_Excerpt to read:_
Laurie does an amazing job of reimagining Google's strange job optimisation technique (for jobs running on hard disk storage) that uses 2 CPUs to do the same job. The technique simply takes the result of the machine that finishes it first, discarding the slower job's results... It seems expensive in resources, but it works and allows high priority tasks to run optimally.
Laurie re-imagines this process but for RAM!! In doing this she needs to deal with Cores, RAM channels and other relatively undocumented CPU memory management features.
She was even able to work out various undocumented CPU/RAM settings by using her tool to find where timing differences exposed various CPU settings.
She's turned "Tailslayer" into a lib now, available on Github, https://github.com/LaurieWired/tailslayer
You can see her having so much fun, doing cool victory dances as she works out ways of getting around each of the issues that she finds.
The experimentation, explanation and graphing of results is fantastic. Amazing stuff. Perhaps someone will use this somewhere?
As mentioned in the YT comments, the work done here is probably a Master's degrees worth of work, experimentation and documentation.
Go Laurie!
LaurieWired is so incredibly smart, and so incredibly nerdy :-D
Really enjoyed this video, and I'm pretty picky. I learned a lot, even though I already know (or thought I knew) quite a bit about this subject as it was a particular interest of mine in Comp Sci school. I highly recommend. Skip forward through chunks of the train part though where she is messing around. It does get more informative later though so don't skip all of the train part
Halfway through this great video and I have two questions:
1) Can we take this library and turn it into a a generic driver or something that applies the technique to all software (kernel and userspace) running on the system? i.e. If I want to halve my effective memory in order to completely eliminate the tail latency problem, without having to rewrite legacy software to implement this invention.
2) What model miniature smoke machine is that? I instruct volunteer firefighters and occasionally do scale model demos to teach ventilation concepts. Some research years back led me to the "Tiny FX" fogger which works great, but it's expensive and this thing looks even more convenient.
This is a cool idea, very well put through for everyone to understand such an esoteric concept.

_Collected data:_
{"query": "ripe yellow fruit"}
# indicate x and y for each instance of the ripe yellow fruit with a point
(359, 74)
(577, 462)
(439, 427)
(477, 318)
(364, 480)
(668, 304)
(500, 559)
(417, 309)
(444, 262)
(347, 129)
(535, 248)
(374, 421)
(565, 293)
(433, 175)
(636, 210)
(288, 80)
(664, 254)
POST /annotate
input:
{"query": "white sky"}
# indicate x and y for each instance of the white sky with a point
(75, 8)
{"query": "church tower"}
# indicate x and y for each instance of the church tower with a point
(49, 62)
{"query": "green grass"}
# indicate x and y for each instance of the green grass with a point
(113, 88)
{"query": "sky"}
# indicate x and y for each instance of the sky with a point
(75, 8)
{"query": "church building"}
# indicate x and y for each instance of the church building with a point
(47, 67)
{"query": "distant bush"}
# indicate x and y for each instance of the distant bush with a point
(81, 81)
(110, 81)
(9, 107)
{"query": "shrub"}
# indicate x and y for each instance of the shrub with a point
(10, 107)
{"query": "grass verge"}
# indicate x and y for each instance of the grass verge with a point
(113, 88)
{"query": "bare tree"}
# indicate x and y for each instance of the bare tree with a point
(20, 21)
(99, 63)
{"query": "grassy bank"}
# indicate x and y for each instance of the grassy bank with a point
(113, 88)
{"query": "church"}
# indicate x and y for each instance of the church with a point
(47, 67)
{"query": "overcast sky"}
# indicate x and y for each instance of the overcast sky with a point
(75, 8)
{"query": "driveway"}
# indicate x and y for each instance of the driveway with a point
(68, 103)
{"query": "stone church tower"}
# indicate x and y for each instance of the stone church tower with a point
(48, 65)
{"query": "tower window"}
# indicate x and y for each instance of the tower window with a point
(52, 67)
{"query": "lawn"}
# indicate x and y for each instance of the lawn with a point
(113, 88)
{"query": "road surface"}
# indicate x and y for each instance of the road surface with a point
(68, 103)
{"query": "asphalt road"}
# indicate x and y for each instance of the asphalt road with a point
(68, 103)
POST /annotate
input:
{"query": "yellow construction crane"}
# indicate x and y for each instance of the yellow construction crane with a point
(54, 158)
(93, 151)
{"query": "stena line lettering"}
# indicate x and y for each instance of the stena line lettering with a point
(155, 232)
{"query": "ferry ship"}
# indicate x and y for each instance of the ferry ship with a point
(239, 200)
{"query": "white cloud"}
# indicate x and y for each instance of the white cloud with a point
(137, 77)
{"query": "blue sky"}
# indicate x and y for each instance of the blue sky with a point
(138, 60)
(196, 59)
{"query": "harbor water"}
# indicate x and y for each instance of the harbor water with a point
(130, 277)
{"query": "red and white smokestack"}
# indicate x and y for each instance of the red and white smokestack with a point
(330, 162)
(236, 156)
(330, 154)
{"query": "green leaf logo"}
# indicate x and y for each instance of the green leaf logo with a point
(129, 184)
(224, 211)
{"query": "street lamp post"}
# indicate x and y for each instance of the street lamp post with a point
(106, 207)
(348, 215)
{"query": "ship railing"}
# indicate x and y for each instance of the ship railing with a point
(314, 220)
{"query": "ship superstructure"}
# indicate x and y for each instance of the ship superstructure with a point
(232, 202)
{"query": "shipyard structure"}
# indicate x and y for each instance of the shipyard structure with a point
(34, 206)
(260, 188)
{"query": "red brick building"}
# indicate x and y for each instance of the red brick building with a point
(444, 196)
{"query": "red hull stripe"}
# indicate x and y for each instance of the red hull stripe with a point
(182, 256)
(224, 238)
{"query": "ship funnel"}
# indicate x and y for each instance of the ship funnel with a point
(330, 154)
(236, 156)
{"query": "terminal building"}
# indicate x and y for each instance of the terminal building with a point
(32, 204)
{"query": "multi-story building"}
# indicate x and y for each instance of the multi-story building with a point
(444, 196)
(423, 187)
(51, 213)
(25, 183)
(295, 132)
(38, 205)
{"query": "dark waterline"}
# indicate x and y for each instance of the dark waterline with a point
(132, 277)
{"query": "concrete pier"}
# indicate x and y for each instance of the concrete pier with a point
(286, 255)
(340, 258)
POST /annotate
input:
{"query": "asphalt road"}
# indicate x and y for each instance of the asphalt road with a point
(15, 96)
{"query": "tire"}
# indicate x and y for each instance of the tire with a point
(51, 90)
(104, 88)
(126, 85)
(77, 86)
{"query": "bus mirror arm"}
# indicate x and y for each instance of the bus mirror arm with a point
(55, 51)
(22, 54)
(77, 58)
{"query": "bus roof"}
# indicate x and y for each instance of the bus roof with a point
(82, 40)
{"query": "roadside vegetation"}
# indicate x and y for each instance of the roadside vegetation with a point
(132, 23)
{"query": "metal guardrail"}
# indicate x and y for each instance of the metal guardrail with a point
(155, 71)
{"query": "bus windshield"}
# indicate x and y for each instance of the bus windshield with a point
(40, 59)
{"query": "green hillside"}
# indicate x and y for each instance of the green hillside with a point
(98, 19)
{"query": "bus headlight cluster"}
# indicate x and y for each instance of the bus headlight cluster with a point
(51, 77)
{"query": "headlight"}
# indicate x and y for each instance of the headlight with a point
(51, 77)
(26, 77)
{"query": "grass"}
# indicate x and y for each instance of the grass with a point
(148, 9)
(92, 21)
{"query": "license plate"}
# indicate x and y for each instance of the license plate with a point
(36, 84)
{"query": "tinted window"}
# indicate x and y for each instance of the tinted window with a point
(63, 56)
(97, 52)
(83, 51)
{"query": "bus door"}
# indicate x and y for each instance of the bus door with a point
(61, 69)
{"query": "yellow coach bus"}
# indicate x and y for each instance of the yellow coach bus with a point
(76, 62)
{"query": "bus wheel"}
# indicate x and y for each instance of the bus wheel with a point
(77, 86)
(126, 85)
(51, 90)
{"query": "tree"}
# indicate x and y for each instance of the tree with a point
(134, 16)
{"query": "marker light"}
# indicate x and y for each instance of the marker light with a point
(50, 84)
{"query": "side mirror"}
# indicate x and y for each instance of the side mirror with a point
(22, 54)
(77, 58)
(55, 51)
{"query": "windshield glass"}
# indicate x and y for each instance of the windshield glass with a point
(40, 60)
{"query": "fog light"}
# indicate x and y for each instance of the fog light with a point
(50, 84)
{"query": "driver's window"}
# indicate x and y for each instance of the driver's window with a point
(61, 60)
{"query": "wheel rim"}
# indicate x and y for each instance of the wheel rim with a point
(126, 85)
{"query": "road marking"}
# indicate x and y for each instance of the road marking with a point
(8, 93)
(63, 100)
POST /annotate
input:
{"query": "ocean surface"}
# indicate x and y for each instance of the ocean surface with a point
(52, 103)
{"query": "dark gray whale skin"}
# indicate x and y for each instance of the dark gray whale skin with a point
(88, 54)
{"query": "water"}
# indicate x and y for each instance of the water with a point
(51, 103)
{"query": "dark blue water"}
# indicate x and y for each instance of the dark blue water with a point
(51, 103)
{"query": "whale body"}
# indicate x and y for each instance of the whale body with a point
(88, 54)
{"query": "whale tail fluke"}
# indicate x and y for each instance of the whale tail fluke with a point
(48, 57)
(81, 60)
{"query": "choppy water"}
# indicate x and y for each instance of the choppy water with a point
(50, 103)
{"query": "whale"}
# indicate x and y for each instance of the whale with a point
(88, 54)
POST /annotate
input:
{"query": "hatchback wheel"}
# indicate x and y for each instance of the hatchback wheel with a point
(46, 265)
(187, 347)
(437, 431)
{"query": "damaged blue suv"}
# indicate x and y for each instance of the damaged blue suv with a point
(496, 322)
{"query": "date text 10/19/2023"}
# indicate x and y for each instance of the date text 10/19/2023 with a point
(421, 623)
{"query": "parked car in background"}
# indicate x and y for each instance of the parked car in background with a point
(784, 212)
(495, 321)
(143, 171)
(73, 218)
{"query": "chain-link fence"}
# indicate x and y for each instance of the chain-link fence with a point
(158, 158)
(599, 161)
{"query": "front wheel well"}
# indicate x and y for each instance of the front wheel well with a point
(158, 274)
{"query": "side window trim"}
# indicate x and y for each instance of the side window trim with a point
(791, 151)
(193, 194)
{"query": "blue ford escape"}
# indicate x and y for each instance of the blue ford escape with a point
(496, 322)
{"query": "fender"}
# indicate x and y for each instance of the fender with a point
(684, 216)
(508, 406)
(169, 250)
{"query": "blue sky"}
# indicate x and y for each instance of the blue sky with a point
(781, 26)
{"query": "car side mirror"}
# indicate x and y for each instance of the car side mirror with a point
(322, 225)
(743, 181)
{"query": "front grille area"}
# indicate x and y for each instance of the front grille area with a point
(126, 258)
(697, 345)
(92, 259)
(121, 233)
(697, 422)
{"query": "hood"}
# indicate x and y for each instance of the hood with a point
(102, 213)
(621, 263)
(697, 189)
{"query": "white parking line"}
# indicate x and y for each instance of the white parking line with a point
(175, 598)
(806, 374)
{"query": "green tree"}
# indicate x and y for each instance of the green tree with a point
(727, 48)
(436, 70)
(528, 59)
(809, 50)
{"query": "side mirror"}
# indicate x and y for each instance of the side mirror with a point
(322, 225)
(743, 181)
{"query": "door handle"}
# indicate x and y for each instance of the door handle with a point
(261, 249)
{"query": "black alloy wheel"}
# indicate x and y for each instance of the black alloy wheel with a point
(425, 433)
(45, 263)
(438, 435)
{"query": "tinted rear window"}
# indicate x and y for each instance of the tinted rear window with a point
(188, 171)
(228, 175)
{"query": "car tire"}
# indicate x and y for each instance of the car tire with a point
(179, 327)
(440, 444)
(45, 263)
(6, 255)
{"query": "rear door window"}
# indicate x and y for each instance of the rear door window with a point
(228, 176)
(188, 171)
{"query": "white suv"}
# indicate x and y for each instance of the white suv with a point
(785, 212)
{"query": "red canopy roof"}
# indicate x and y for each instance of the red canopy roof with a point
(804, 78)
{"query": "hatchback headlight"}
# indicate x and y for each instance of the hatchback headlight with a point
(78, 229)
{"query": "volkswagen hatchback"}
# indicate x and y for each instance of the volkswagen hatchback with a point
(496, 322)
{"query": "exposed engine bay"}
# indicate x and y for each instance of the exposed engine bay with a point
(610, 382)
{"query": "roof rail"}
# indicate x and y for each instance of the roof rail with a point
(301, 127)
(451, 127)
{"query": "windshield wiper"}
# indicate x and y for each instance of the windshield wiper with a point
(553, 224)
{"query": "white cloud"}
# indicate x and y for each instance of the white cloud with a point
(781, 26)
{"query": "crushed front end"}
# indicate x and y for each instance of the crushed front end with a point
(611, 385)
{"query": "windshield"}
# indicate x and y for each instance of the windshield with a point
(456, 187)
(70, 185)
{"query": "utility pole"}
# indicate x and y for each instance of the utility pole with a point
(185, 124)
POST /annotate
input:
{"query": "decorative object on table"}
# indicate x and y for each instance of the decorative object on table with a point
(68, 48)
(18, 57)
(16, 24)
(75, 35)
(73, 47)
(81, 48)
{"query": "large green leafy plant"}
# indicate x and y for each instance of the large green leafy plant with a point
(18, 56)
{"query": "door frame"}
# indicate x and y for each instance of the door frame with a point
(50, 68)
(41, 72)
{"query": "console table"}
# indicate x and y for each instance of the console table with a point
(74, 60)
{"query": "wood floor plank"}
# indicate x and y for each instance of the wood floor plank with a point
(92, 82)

_Task list:_
1) In the Tailslayer thread, what happens to the slower job's results in Google's technique?
2) Return the passage of the Tailslayer thread from "Laurie does an" up to and including "memory management features.".
Rely only on the Tailslayer thread when answering.

_Full answers:_
1) They are discarded, and the result of the machine that finishes first is taken.

2)
Laurie does an amazing job of reimagining Google's strange job optimisation technique (for jobs running on hard disk storage) that uses 2 CPUs to do the same job. The technique simply takes the result of the machine that finishes it first, discarding the slower job's results... It seems expensive in resources, but it works and allows high priority tasks to run optimally.
Laurie re-imagines this process but for RAM!! In doing this she needs to deal with Cores, RAM channels and other relatively undocumented CPU memory management features.